• **Document excerpt**
::::
So the top marginal rate of 90 percent never actually happened to anyone.

And by the 1960's, after Kennedy's tax cut, no one ever paid 70% of their income in taxes either. When those rates were in effect they were offset by a wide variety of tax deductions that don’t exist now. For instance, we make a big deal out of the home mortgage interest deduction, but back then all interest was deductible — mortgage, auto loan, credit card! Detroit was making money hand over fist manufacturing shoddy cars with expensive union labor because a new car was a valuable tax shelter for the upper class, and even the middle class.

When you take out a loan, the initial payments are nearly 100% interest. So if you had a lot of money and wanted to pay less taxes, you would simply buy a new car every year and trade in the old one. Then your car payments became essentially fully tax deductible. The tax code was swimming with other tax deductions and there was a big industry in exercising them.

In other words, no one paid at a 70% tax rate. The 70% tax rate was what you paid on the small amount of money that you were unable to shelter.

Implementing the 1960s tax rates without the corresponding tax shelters would be a disaster for the economy. The high marginal tax rates had a side effect of encouraging economic activity that avoided the tax rates. Without the tax shelters, the high tax rates would hoover money out of the economy.
::::
• **Exercise a**
Please tally the lines of the records below that contain the word "shorts", and give only that number.

• **Material provided**
::::
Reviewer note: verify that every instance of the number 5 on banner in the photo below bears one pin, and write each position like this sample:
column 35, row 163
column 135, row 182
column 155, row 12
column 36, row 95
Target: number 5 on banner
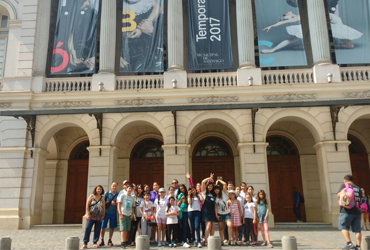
column 129, row 20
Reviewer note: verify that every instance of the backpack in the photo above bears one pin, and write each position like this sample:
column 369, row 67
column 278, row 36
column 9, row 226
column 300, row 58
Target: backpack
column 347, row 197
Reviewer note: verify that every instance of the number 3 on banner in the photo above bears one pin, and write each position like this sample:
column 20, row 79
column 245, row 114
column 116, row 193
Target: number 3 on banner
column 129, row 20
column 65, row 57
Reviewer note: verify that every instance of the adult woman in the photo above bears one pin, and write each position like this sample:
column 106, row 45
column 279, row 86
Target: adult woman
column 95, row 212
column 221, row 209
column 209, row 214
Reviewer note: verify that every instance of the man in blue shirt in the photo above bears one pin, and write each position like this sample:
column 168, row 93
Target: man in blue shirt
column 297, row 204
column 110, row 213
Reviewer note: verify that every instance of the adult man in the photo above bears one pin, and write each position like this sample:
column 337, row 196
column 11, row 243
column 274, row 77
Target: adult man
column 110, row 213
column 350, row 217
column 297, row 204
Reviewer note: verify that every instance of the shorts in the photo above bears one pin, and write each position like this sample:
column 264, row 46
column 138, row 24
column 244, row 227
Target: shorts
column 112, row 219
column 345, row 221
column 224, row 217
column 125, row 224
column 161, row 221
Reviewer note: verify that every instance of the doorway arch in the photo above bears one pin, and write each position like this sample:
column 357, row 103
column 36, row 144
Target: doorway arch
column 359, row 162
column 284, row 171
column 213, row 155
column 77, row 177
column 147, row 162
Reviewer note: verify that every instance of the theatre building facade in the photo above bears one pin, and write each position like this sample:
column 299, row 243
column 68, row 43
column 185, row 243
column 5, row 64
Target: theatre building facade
column 149, row 90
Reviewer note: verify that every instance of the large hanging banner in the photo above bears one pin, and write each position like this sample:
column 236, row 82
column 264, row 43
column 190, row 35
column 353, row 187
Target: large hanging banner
column 75, row 37
column 350, row 30
column 142, row 36
column 209, row 35
column 280, row 36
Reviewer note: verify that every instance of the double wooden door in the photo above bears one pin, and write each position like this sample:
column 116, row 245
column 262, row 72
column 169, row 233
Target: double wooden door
column 75, row 206
column 284, row 174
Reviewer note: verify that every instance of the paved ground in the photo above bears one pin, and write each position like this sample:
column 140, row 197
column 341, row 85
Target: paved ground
column 53, row 237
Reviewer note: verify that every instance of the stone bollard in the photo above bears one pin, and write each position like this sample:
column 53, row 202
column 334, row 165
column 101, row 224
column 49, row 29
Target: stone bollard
column 214, row 243
column 289, row 243
column 5, row 243
column 142, row 242
column 72, row 243
column 365, row 244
::::
• **Exercise b**
Pick up the piece on 1960s tax rates after its last sentence and carry it further.

• **Exercise answer a**
2

• **Exercise answer b**
Real estate was also then a much bigger tax dodge than it is now. Depreciation – paper losses — could be deducted at a double declining balance rate (rather than today's more modest MACRS formula) from ordinary income until none was left. It was this reality that originally gave rise to the Alternative Minimum Tax in 1969, once intended only for a few thousand wealthy individuals, which now a pain in so many middle class backsides. Highly leveraged deals often produced tax losses to investments in ratios like ten to one.

"Mad Men" is just a TV show. To the extent that world ever existed, it *no longer exists*.

Anyone who tries to tell you the tax rates of the ’50s- ’70′s can be directly compared to today’s rates either doesn’t really know what s/he is talking about or is trying to mislead you.